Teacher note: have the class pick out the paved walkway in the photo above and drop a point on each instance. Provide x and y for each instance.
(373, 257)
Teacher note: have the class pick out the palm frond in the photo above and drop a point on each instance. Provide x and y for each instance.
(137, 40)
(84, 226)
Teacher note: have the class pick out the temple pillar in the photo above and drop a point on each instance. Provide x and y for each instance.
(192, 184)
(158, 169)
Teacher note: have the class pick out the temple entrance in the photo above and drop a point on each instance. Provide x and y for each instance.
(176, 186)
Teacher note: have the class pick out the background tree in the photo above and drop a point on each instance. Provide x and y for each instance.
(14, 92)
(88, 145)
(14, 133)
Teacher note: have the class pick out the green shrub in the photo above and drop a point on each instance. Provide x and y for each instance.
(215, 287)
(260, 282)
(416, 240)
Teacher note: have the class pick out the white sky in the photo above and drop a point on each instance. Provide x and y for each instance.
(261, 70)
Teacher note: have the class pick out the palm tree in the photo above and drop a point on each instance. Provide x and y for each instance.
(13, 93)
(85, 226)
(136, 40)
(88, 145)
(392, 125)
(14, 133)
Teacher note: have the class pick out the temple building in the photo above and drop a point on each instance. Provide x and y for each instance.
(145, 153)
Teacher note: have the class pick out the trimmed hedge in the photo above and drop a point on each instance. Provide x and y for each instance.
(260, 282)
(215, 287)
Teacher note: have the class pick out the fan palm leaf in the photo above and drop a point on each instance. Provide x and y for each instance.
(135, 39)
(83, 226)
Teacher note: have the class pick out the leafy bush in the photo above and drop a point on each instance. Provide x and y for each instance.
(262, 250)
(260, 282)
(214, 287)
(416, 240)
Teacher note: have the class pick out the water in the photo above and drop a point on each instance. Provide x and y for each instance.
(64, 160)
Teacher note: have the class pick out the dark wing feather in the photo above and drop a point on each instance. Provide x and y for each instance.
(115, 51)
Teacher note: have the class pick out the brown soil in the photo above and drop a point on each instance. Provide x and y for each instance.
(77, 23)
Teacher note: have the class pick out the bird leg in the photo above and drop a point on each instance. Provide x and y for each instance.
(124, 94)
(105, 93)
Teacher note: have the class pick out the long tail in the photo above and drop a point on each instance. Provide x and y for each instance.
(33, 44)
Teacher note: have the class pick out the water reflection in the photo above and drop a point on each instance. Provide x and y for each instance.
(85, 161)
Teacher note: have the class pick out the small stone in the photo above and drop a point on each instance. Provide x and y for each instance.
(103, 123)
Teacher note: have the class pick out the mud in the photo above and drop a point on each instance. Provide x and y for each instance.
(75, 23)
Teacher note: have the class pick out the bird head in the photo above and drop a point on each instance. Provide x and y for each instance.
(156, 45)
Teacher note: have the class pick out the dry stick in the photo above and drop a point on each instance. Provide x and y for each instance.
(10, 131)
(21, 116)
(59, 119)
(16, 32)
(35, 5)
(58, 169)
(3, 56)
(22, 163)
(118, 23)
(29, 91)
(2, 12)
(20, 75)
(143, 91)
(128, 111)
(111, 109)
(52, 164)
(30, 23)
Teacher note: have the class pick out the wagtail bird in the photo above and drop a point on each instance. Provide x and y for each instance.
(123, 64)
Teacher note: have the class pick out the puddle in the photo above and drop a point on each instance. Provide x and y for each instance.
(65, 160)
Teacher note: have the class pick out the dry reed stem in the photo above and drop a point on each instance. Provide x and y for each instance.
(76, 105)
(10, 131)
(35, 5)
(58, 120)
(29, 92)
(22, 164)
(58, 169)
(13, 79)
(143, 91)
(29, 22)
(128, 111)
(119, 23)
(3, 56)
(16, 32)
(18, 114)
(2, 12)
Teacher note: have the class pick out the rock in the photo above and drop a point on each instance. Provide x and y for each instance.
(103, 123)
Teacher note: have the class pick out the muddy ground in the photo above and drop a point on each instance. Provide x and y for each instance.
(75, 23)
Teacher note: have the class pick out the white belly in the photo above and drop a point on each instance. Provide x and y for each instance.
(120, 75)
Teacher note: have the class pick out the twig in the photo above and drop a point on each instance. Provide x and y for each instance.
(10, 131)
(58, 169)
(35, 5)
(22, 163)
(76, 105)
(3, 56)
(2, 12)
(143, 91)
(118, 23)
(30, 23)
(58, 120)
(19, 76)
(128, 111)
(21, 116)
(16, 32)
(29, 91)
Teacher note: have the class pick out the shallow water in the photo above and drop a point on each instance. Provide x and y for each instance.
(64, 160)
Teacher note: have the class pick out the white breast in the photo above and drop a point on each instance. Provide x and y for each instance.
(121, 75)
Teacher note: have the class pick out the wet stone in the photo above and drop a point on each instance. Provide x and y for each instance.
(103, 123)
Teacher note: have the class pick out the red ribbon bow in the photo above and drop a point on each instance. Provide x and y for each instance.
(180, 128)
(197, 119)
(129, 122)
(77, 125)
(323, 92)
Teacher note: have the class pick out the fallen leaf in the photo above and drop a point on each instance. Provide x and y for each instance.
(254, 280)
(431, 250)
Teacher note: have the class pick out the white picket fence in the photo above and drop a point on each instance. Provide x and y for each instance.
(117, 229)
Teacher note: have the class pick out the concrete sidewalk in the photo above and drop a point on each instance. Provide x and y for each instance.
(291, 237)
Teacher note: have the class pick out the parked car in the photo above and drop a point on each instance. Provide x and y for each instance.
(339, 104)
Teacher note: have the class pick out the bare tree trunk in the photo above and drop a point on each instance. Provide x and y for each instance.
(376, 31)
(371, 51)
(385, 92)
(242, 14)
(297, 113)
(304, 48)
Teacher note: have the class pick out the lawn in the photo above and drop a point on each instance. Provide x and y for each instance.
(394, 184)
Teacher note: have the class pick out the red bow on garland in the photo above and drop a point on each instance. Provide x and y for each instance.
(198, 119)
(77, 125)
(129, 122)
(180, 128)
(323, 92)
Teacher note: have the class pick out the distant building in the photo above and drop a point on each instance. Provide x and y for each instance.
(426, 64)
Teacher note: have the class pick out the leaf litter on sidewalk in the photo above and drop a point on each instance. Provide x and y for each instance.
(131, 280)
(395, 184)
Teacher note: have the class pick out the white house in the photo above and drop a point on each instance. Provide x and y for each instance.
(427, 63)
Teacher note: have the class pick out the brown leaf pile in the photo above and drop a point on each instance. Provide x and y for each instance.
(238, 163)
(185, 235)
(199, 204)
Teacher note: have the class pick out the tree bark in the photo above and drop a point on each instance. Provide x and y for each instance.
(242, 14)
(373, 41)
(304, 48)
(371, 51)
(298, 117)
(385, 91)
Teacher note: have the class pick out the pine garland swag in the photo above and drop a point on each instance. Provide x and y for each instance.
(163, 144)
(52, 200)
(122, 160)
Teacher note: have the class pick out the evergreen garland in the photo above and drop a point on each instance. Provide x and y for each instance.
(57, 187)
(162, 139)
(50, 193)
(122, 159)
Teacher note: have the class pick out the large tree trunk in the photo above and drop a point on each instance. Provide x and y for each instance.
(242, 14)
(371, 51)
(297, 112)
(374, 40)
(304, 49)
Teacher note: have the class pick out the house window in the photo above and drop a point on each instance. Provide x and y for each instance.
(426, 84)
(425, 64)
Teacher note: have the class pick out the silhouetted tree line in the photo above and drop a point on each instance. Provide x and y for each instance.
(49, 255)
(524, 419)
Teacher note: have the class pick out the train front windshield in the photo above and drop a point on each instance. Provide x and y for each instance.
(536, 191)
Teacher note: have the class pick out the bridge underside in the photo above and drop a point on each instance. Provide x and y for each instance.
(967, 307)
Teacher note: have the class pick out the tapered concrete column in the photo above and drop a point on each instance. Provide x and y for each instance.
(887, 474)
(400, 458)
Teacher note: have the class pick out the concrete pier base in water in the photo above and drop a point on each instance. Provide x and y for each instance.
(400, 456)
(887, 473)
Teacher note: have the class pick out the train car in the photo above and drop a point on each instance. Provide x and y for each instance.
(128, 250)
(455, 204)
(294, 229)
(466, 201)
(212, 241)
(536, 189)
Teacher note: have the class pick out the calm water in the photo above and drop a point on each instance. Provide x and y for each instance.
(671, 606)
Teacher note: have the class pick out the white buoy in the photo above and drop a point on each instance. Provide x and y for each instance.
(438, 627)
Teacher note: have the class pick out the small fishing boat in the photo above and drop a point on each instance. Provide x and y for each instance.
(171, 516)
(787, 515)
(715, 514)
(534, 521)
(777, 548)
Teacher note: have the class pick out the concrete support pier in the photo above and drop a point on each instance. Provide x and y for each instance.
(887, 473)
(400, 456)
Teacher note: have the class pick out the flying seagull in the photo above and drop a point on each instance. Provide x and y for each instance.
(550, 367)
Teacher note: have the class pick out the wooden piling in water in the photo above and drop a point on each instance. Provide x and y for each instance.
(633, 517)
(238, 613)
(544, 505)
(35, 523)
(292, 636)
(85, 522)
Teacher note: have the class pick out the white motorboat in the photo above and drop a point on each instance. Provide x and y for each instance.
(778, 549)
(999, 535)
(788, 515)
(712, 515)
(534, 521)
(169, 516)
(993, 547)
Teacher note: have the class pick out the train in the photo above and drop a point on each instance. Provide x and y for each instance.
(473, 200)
- - - - -
STATED TASK
Convert the listing, from the line containing "Teacher note: have the class pick out the train car" through the end of the listing, into a two-column CSV with the headers note and answer. Make one row per entry, putting the note text and its answer each in a single quoted field with line breaks replaced by spaces.

ANSWER TO THE TASK
note,answer
"Teacher note: have the class pick out the train car in the photo above and drop a point on each instance. Provide x and y for each instance.","(128, 250) (455, 204) (294, 229) (466, 201) (212, 241) (536, 189)"
"Teacher note: have the class pick out the calm water in the photo above and drop a point on each instance. Provide x and y for each instance.","(671, 606)"
"Teacher note: have the class pick out the white buoy in the photo above and drop a point on each instance. Provide x and y for each instance.","(438, 627)"
"Teacher note: have the class pick out the small fishing boat in the photo above and drop a point on each instance. Provide x and y for each instance.","(171, 516) (787, 515) (715, 514) (534, 521) (777, 548)"
"Teacher note: have the class pick out the concrete support pier in the photo above and drop a point on each instance. Provide x and y for each instance.","(887, 473) (400, 456)"
"Teacher note: have the class pick out the flying seagull in the photo above and drop a point on each instance. Provide x and y for each instance.","(550, 367)"
"Teacher note: have the class pick out the wooden piling in water in the photo above and drop a point on each instance. Provide x and y for each instance.","(633, 517) (238, 613) (544, 505) (35, 523) (292, 636) (85, 522)"
"Teacher note: have the class pick out the white motorboat in the photo above and drop a point on each instance. Provide x and y for each instance.","(778, 549) (999, 535) (788, 515) (712, 515) (534, 521) (169, 516) (993, 547)"
"Teacher note: have the class pick out the train in the photo above and drop a point on each instance. Provide x and y for each instance.","(473, 200)"